**** DATA PROVIDED ****

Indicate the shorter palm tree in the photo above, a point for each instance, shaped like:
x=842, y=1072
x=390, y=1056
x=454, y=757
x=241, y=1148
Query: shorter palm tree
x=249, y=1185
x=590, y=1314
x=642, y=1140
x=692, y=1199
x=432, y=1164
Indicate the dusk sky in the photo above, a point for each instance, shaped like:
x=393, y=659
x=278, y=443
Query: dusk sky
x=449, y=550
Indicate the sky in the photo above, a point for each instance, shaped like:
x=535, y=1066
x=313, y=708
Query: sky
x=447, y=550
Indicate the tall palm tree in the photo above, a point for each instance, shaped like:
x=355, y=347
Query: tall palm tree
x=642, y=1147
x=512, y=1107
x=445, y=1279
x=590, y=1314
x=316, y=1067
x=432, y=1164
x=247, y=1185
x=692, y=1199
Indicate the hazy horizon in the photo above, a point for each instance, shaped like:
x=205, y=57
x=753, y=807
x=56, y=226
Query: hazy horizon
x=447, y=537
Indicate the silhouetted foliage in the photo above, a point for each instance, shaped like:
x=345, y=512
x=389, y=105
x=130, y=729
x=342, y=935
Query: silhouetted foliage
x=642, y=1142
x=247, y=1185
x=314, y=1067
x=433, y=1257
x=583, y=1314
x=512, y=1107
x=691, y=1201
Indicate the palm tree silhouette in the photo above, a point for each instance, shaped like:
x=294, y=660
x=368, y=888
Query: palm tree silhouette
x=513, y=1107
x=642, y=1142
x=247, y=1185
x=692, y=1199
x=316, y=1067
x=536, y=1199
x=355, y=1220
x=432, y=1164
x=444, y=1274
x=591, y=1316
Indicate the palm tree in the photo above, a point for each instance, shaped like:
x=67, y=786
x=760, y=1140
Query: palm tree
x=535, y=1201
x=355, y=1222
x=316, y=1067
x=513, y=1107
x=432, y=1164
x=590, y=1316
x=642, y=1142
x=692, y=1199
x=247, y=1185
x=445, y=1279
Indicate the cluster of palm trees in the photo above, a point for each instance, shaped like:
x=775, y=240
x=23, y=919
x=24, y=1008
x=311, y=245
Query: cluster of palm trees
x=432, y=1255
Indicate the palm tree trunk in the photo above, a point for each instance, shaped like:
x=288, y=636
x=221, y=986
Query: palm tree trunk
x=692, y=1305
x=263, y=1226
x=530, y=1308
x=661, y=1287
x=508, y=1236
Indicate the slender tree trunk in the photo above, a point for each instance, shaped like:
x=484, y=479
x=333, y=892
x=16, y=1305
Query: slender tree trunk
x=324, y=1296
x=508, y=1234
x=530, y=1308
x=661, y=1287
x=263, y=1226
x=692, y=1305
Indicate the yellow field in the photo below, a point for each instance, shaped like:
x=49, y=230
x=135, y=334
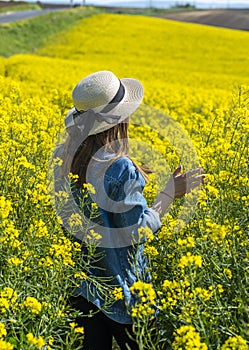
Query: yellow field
x=199, y=77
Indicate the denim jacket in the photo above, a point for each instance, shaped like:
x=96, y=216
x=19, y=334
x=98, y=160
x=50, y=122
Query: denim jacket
x=122, y=210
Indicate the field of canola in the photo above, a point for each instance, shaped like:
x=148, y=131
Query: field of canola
x=197, y=75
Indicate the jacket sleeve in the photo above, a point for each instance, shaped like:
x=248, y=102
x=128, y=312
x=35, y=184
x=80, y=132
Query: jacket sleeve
x=124, y=186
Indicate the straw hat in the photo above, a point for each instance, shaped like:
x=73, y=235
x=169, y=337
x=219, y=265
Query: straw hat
x=103, y=100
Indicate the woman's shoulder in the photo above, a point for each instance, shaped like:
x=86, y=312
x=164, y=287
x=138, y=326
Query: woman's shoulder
x=123, y=169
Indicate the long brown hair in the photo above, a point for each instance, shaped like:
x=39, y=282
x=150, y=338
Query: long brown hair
x=114, y=140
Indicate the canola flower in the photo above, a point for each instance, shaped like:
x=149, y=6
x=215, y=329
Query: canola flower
x=198, y=268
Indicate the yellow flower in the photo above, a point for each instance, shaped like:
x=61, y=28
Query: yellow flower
x=37, y=341
x=118, y=293
x=235, y=343
x=33, y=304
x=3, y=331
x=5, y=345
x=186, y=338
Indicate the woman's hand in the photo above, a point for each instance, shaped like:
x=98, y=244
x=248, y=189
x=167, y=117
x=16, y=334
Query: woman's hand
x=177, y=186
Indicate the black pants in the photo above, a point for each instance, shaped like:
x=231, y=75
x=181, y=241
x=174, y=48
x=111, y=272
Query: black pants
x=99, y=329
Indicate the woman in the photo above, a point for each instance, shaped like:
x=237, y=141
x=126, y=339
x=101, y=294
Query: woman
x=97, y=152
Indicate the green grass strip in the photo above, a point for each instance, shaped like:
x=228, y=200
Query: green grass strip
x=22, y=7
x=27, y=36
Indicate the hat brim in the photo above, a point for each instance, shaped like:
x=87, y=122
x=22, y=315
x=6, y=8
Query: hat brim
x=133, y=96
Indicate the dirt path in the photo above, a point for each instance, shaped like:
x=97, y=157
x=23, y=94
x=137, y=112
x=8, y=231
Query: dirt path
x=235, y=19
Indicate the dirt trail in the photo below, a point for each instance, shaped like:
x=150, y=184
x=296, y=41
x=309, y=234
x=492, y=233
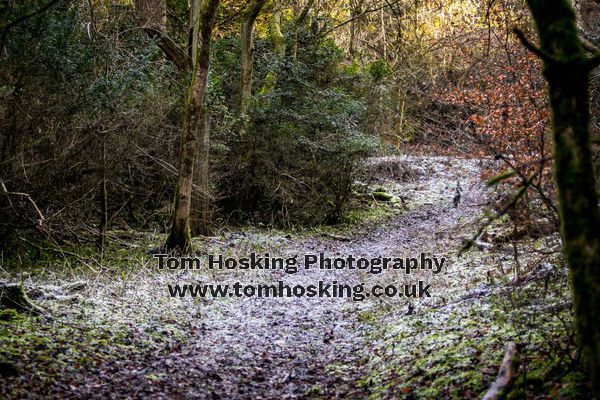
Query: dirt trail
x=257, y=348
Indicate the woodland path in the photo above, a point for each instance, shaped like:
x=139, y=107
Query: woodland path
x=256, y=348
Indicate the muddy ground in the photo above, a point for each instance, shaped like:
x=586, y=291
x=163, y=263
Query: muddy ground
x=124, y=337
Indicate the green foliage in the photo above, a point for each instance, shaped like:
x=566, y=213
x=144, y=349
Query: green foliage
x=296, y=163
x=379, y=69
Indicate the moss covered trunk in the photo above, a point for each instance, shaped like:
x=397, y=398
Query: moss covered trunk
x=203, y=19
x=567, y=69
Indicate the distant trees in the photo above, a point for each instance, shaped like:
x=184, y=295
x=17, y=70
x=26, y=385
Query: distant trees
x=153, y=17
x=248, y=17
x=567, y=70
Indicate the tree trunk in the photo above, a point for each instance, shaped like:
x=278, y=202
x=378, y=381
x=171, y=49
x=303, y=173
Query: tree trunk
x=567, y=70
x=153, y=16
x=201, y=214
x=248, y=18
x=203, y=19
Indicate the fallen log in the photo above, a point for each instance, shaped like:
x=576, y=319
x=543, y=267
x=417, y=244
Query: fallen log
x=13, y=296
x=506, y=375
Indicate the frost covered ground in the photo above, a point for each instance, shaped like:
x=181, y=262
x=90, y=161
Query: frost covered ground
x=123, y=336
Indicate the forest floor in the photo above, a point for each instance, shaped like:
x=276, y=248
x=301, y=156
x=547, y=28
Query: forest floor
x=123, y=336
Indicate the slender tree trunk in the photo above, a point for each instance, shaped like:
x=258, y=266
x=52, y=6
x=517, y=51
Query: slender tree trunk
x=203, y=19
x=103, y=196
x=276, y=36
x=201, y=214
x=278, y=42
x=248, y=18
x=567, y=69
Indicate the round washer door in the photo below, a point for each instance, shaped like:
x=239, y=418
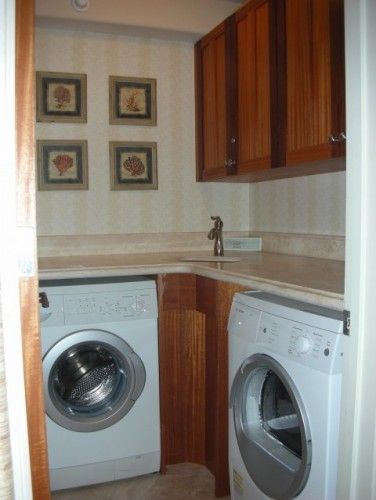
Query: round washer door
x=271, y=427
x=92, y=378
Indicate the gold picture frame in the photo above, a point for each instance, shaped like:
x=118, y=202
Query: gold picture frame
x=62, y=165
x=61, y=97
x=133, y=165
x=133, y=100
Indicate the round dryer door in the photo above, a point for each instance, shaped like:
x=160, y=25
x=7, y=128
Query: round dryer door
x=92, y=378
x=271, y=427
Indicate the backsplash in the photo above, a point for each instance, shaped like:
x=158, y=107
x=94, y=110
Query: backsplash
x=305, y=205
x=180, y=204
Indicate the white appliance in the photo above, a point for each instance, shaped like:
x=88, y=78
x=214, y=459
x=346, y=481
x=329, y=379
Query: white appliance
x=285, y=379
x=101, y=379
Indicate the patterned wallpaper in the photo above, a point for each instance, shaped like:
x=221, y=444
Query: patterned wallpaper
x=313, y=204
x=180, y=204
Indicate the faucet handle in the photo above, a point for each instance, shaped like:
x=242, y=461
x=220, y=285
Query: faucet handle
x=218, y=223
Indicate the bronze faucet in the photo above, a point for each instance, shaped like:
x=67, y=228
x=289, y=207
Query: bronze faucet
x=216, y=234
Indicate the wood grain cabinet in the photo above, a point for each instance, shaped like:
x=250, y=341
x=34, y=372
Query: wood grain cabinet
x=214, y=91
x=193, y=315
x=274, y=107
x=314, y=80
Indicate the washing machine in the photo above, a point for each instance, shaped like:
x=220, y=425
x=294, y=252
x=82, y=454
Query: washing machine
x=285, y=361
x=101, y=379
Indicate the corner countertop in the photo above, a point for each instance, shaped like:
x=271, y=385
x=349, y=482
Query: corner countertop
x=318, y=281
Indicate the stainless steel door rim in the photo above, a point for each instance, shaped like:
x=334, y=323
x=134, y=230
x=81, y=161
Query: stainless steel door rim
x=273, y=432
x=92, y=378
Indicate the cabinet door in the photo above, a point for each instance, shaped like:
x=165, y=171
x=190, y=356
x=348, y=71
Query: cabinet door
x=253, y=86
x=314, y=79
x=212, y=106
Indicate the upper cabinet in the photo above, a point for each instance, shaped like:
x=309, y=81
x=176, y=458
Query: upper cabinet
x=314, y=80
x=270, y=93
x=214, y=82
x=253, y=87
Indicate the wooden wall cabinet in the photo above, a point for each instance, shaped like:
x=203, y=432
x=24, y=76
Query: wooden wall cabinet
x=193, y=352
x=215, y=82
x=282, y=79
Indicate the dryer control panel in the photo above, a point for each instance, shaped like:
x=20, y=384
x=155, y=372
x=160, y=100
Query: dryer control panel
x=312, y=346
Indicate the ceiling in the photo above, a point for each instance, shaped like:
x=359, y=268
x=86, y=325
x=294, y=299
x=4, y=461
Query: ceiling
x=184, y=20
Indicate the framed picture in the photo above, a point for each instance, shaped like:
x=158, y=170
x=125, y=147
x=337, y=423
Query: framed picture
x=133, y=165
x=62, y=165
x=61, y=97
x=133, y=101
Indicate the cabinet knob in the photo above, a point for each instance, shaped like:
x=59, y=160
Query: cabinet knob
x=332, y=139
x=337, y=138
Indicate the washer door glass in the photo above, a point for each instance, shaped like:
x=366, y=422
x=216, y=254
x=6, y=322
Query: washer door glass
x=271, y=427
x=92, y=379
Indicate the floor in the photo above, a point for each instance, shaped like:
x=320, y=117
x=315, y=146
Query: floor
x=182, y=482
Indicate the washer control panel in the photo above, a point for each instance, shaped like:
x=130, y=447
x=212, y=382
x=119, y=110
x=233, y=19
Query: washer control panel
x=320, y=349
x=98, y=307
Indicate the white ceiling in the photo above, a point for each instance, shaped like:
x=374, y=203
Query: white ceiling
x=173, y=19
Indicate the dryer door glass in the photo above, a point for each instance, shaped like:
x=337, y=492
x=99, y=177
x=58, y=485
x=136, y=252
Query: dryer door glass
x=92, y=380
x=271, y=427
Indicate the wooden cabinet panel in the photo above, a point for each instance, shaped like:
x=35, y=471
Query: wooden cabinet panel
x=313, y=80
x=253, y=80
x=193, y=314
x=211, y=57
x=283, y=75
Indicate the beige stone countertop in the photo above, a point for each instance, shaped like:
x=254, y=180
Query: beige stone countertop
x=318, y=281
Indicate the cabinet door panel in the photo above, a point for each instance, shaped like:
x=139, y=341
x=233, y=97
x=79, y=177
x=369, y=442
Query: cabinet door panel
x=253, y=87
x=214, y=117
x=311, y=113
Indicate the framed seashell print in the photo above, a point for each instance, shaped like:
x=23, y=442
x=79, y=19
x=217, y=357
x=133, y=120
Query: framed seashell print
x=133, y=165
x=61, y=97
x=133, y=101
x=62, y=165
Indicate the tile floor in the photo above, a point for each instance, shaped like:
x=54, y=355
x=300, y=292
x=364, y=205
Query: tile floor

****

HOW TO COMPLETE THIS TASK
Please give back the records exactly as written, beginning at the first line and including the line that holds "Indicate the palm tree in" as the last.

SOLUTION TO THIS EXERCISE
Indicate the shorter palm tree in the photo above, a point for each instance, shaped like:
x=842, y=1072
x=390, y=1056
x=454, y=757
x=241, y=1148
Query: shorter palm tree
x=249, y=1185
x=590, y=1314
x=642, y=1140
x=692, y=1199
x=432, y=1164
Indicate the dusk sky in the photo above, a point for each instance, shaped like:
x=393, y=659
x=278, y=443
Query: dusk sky
x=449, y=550
Indicate the sky in the photo above, a point for each instance, shaped like:
x=535, y=1066
x=313, y=708
Query: sky
x=447, y=550
Indicate the tall palm tree in the photo above, a point for each instance, shaped like:
x=355, y=347
Query: tall palm tree
x=642, y=1147
x=512, y=1107
x=445, y=1279
x=590, y=1314
x=316, y=1067
x=432, y=1164
x=247, y=1185
x=692, y=1199
Indicate the hazy horizon in the photo above, a point for each instance, shaped like:
x=205, y=57
x=753, y=807
x=56, y=226
Query: hazy horizon
x=447, y=537
Indicate the silhouetted foliage in the photo above, a point for each instance, shaped like:
x=345, y=512
x=389, y=105
x=130, y=729
x=342, y=935
Query: silhouetted foliage
x=642, y=1142
x=247, y=1185
x=314, y=1067
x=433, y=1257
x=583, y=1314
x=512, y=1107
x=691, y=1201
Indicate the palm tree silhouette in the photo above, a point for each instance, shaped like:
x=294, y=660
x=368, y=888
Query: palm tree silhouette
x=513, y=1107
x=642, y=1142
x=247, y=1185
x=692, y=1199
x=316, y=1067
x=536, y=1199
x=355, y=1220
x=432, y=1164
x=444, y=1274
x=591, y=1316
Indicate the palm tree in the photo above, a point for each instance, shaped like:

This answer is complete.